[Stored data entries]
--------------------

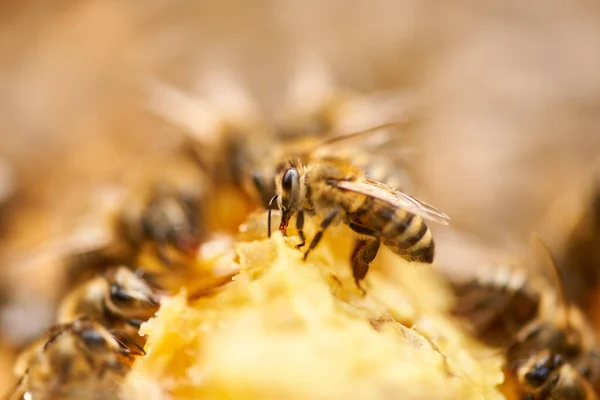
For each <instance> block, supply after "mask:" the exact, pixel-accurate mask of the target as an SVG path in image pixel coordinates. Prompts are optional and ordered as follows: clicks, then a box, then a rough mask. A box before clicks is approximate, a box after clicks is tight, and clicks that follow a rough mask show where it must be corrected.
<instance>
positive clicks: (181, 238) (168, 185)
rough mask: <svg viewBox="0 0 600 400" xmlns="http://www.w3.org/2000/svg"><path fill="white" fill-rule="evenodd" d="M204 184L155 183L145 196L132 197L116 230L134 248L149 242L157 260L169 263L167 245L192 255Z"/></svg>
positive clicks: (199, 230) (199, 233) (171, 262)
mask: <svg viewBox="0 0 600 400" xmlns="http://www.w3.org/2000/svg"><path fill="white" fill-rule="evenodd" d="M203 189H204V188H200V187H198V188H191V190H181V189H180V188H177V187H174V186H171V185H166V184H158V185H155V186H154V187H153V188H152V189H151V191H150V193H149V194H148V196H147V197H146V198H145V199H139V198H138V201H135V200H134V201H132V202H131V203H130V204H128V205H127V206H126V207H125V208H124V209H123V212H122V213H121V216H120V219H119V227H120V232H121V233H122V236H123V238H124V239H126V240H128V241H129V243H130V244H131V245H132V246H133V247H134V248H139V247H140V246H142V245H143V244H145V243H148V242H150V243H153V244H154V245H155V248H156V253H157V255H158V257H159V258H160V260H161V261H162V262H163V263H164V264H165V265H167V266H169V265H172V264H173V260H172V258H171V256H170V255H169V254H168V253H167V248H168V247H172V248H174V249H176V250H178V251H180V252H183V253H184V254H187V255H192V256H193V255H195V254H196V252H197V251H198V248H199V246H200V244H201V242H202V238H203V236H204V232H202V226H201V220H202V215H201V214H202V207H201V205H202V196H201V193H200V191H201V190H203Z"/></svg>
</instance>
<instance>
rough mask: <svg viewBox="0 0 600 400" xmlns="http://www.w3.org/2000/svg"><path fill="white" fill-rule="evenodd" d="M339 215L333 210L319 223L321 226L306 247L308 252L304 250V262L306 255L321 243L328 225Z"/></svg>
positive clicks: (307, 254) (337, 210)
mask: <svg viewBox="0 0 600 400" xmlns="http://www.w3.org/2000/svg"><path fill="white" fill-rule="evenodd" d="M339 213H340V210H333V211H332V212H330V213H329V215H328V216H327V217H325V219H323V221H321V225H320V226H319V231H318V232H317V233H316V234H315V236H314V237H313V239H312V241H311V242H310V246H308V250H306V253H304V260H305V261H306V257H308V253H310V251H311V250H313V249H314V248H315V247H317V245H318V244H319V242H320V241H321V238H322V237H323V233H324V232H325V230H326V229H327V228H328V227H329V225H331V223H332V222H333V221H335V218H336V217H337V216H338V214H339Z"/></svg>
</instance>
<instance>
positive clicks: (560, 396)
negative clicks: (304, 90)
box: [516, 350, 598, 400]
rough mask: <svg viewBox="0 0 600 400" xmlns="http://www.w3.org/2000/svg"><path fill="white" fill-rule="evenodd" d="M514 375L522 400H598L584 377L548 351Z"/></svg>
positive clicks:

--------------------

THE TASK: Write every line above again exactly, but leave the pictures out.

PROBLEM SOLUTION:
For each <instance> block, supply after "mask:" the exact, pixel-accurate mask of the target as an SVG path in image pixel coordinates. Prompts are optional and ordered as follows: clicks, then a box, then a rough mask. A box before clicks is approximate, a box after clicks is tight, and clicks that follow a rough mask show where it must be corrected.
<instance>
positive clicks: (181, 238) (168, 185)
rough mask: <svg viewBox="0 0 600 400" xmlns="http://www.w3.org/2000/svg"><path fill="white" fill-rule="evenodd" d="M204 184L155 183L145 196L132 197L116 230L134 248L149 242L157 260L169 263L167 245L192 255Z"/></svg>
positive clicks: (199, 230) (199, 233) (171, 262)
mask: <svg viewBox="0 0 600 400" xmlns="http://www.w3.org/2000/svg"><path fill="white" fill-rule="evenodd" d="M203 189H204V188H200V187H198V188H191V190H181V189H180V188H177V187H174V186H171V185H166V184H158V185H155V186H154V187H153V188H152V189H151V191H150V193H149V194H148V196H147V197H146V198H145V199H139V198H138V201H135V200H134V201H132V202H131V203H130V204H128V205H127V206H126V207H125V208H124V209H123V212H122V213H121V216H120V219H119V227H120V232H121V233H122V236H123V238H124V239H126V240H128V241H129V243H130V244H131V245H132V246H133V247H134V248H139V247H140V246H142V245H143V244H145V243H148V242H150V243H153V244H154V245H155V248H156V253H157V255H158V257H159V258H160V260H161V261H162V262H163V263H164V264H165V265H167V266H169V265H172V264H173V260H172V258H171V256H170V255H169V254H168V253H167V248H168V247H172V248H174V249H176V250H178V251H180V252H183V253H184V254H187V255H192V256H193V255H195V254H196V252H197V251H198V248H199V246H200V244H201V242H202V238H203V236H204V232H202V226H201V220H202V215H201V214H202V207H201V205H202V196H201V193H200V191H201V190H203Z"/></svg>
</instance>
<instance>
rough mask: <svg viewBox="0 0 600 400" xmlns="http://www.w3.org/2000/svg"><path fill="white" fill-rule="evenodd" d="M339 215L333 210L319 223L321 226L306 247L308 252L304 250V262L306 255L321 243L328 225Z"/></svg>
positive clicks: (307, 254) (337, 210)
mask: <svg viewBox="0 0 600 400" xmlns="http://www.w3.org/2000/svg"><path fill="white" fill-rule="evenodd" d="M339 213H340V210H333V211H332V212H330V213H329V215H328V216H327V217H325V219H323V221H321V225H320V226H319V231H318V232H317V233H316V234H315V236H314V237H313V239H312V241H311V242H310V246H308V250H306V253H304V260H305V261H306V257H308V253H310V251H311V250H313V249H314V248H315V247H317V245H318V244H319V242H320V241H321V238H322V237H323V233H324V232H325V230H326V229H327V228H328V227H329V225H331V223H332V222H333V221H335V218H336V217H337V216H338V214H339Z"/></svg>
</instance>
<instance>
positive clicks: (560, 396)
negative clicks: (304, 90)
box: [516, 350, 598, 400]
rough mask: <svg viewBox="0 0 600 400" xmlns="http://www.w3.org/2000/svg"><path fill="white" fill-rule="evenodd" d="M514 375L522 400H598L584 377L548 351Z"/></svg>
positive clicks:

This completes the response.